Continue the blog post about the Pixar movie, starting after its final sentence.

Document extract:

+++

Second: I am also a giant fan of having an old protagonist, especially in action scenes, as well as having an Asian-American lead (with actual Asian-American voice!) and making no big deal about it at all. Overall, I love the movie

That said...

I know I've seen quite a lot of feminist critique of this movie, along with Pixar's other work (rightly deserved). Has there been similar post-colonialist critique of it? Because while I love 40s exploration and Indiana Jones as much as the next person, can we have critique of it some time, as opposed to people pointing out that yes, it's a throwback, but oh, isn't it fun? We all know it's fun. But at some point, if you want to keep that sense of "Pow! Bang!" and the dashed paths going across a sepia world map and the fedoras and 40s pin-curled hair and the propeller airplanes, you gotta start making something new, not just doing the same old evocation of the atmosphere while doing nothing further.

+++

Data block:
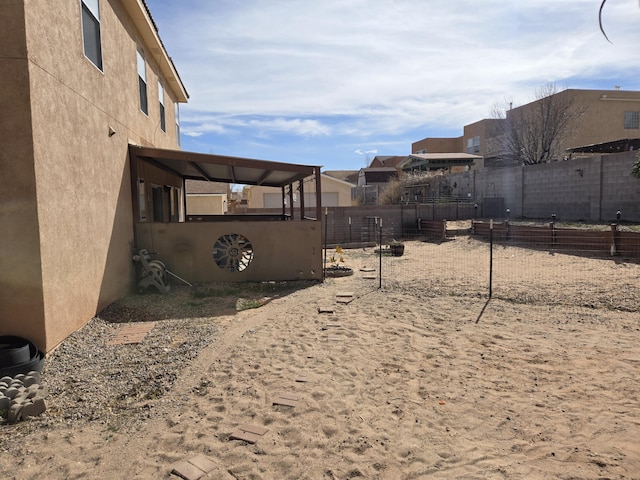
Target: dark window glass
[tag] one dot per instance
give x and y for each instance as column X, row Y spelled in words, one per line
column 91, row 37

+++

Output of the exercise:
And about the squee... I totally get needing the squee. But wouldn't the squee be even better and more awesome, if, say, you had reimaginings of the 40s exploration movies with a queer woman of color in propeller airplanes and fedoras and khaki going across the unexplored areas of Europe? Steampunked (I know the era's different, but you know what I mean) wheelchairs? Wouldn't it be so much cooler to keep the fun trappings and to add another level with a social justice twist?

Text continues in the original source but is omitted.